**Exercise:** Write out each line exactly as given. Leave the pictures out of your copy.

**Given data:**
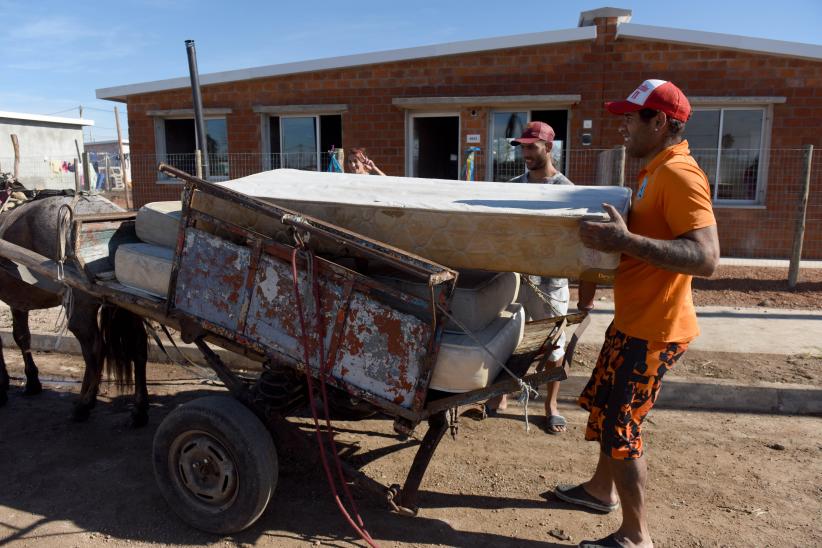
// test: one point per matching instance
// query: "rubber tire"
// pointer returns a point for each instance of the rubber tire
(251, 451)
(341, 406)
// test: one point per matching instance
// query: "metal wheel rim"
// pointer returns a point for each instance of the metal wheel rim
(204, 471)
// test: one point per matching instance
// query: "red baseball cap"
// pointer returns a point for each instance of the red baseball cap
(657, 95)
(535, 131)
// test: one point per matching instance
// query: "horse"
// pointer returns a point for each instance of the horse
(110, 337)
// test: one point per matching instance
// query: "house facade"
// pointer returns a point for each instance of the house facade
(422, 111)
(48, 146)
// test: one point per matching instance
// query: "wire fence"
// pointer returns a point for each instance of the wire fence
(758, 194)
(104, 172)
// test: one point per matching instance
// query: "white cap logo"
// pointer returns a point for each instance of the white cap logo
(640, 94)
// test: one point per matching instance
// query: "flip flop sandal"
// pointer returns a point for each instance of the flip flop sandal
(555, 420)
(608, 542)
(576, 494)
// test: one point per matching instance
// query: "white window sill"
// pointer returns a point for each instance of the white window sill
(739, 206)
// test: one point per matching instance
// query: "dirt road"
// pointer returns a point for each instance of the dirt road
(715, 479)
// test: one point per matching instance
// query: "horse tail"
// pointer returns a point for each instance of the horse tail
(125, 343)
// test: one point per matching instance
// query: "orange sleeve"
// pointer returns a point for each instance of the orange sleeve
(686, 200)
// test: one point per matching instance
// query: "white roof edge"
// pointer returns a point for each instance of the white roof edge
(44, 118)
(346, 61)
(485, 100)
(720, 40)
(105, 142)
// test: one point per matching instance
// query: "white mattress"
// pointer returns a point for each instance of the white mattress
(478, 300)
(145, 267)
(488, 226)
(157, 223)
(462, 365)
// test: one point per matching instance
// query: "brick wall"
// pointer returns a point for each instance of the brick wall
(603, 70)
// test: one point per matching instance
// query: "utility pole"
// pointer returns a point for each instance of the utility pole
(123, 173)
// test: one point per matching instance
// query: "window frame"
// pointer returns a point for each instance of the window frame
(295, 111)
(764, 153)
(160, 142)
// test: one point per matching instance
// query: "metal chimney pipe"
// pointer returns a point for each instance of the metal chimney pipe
(199, 120)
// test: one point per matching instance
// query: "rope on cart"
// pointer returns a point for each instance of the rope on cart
(198, 371)
(65, 217)
(323, 368)
(542, 295)
(526, 390)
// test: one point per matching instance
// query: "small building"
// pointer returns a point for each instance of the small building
(105, 159)
(48, 148)
(421, 111)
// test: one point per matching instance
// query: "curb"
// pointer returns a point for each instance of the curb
(721, 395)
(691, 393)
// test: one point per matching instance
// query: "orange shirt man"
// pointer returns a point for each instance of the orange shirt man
(670, 237)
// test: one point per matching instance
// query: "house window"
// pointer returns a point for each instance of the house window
(506, 160)
(177, 143)
(303, 142)
(728, 144)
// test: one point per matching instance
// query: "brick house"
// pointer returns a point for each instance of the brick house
(756, 102)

**Solution to this task:**
// test: one point per matching instance
// query: "rubber tire"
// pointer returns a point for each instance of the rubber tire
(251, 451)
(341, 406)
// test: one point per matching instance
// query: "metal wheel rim"
// pointer returns a point for each instance of the metal wheel rim
(204, 471)
// test: one point per matching instance
// query: "red baseball cap"
// pointer returns a point for each instance of the red baseball cap
(657, 95)
(535, 131)
// test: one point per matching instance
// query: "horse"
// pointer returns a point for each instance of the horse
(110, 337)
// test: one point per matching instance
// query: "house facade"
// pointer returns a point for each instance of the house facade
(422, 111)
(48, 146)
// test: one point per matching instance
// query: "wire fence"
// pointer returns a point for each instance of the wire fence
(758, 194)
(104, 172)
// test: one point per matching instance
// query: "white cap logo"
// pointer returns a point for each instance of the white cap logo
(640, 94)
// test: one point per matching instance
// query: "flip flop sandal"
// pointer returns a point for each instance of the flip flop sandal
(555, 420)
(608, 542)
(576, 494)
// test: one point per matching instance
// query: "white window sill"
// pointer returns a point for each instance of the white window sill
(739, 206)
// test: one point per matching instance
// query: "dirt road"
// pointer returns a point for each instance of the dirt road
(715, 479)
// test: one point per matching instance
// query: "horse tail"
// pointer returns a point for each instance of the horse tail
(125, 343)
// test: one point per matching instance
// query: "orange sleeve"
// pointer returns a point for each instance of the orange sleeve
(686, 200)
// test: one point per matching instance
// query: "white roof edge"
// pointer returns a point for each instance of the white roof edge
(44, 118)
(346, 61)
(485, 100)
(720, 40)
(105, 142)
// test: one point per matching instance
// query: "white mattress"
// pointer returns a point for each instance of the white mattress
(478, 300)
(145, 267)
(488, 226)
(157, 223)
(462, 365)
// test: one point per matching instance
// query: "brick wall"
// pointer returns a point for each instance of the brick wall
(603, 70)
// test: one point per matching instance
// query: "utility pole"
// pointer returns a point for each instance of the utility pole
(123, 173)
// test: one point per matching instance
// query: "window frame"
// pointer returns a point for each instance of the window frame
(295, 111)
(764, 153)
(160, 142)
// test: one point per matching instance
// query: "metal chimney pipe"
// pointer returns a point for each instance of the metal chimney pipe
(199, 120)
// test: one point per matching instance
// query: "rope on cart"
// pointer returns a point for each instance of the rope on cart
(198, 371)
(65, 217)
(323, 368)
(542, 295)
(526, 390)
// test: one point per matching instance
// query: "small building"
// pointer returns a point for each instance of the small building
(105, 159)
(48, 148)
(421, 111)
// test: one point per matching instance
// query: "curb"
// pointer returns a point for each instance of the curb
(721, 395)
(691, 393)
// test: one point per matching instance
// query: "orange shirt man"
// pointer returns a point for each instance of the orange shirt man
(670, 237)
// test: one point per matching instance
// query: "house window"
// pointer returns a point for each instance of the house window
(506, 160)
(177, 143)
(303, 142)
(728, 144)
// test: one point per matching instance
// query: "brick house"
// pointer returns a point for each instance of the brick house
(756, 102)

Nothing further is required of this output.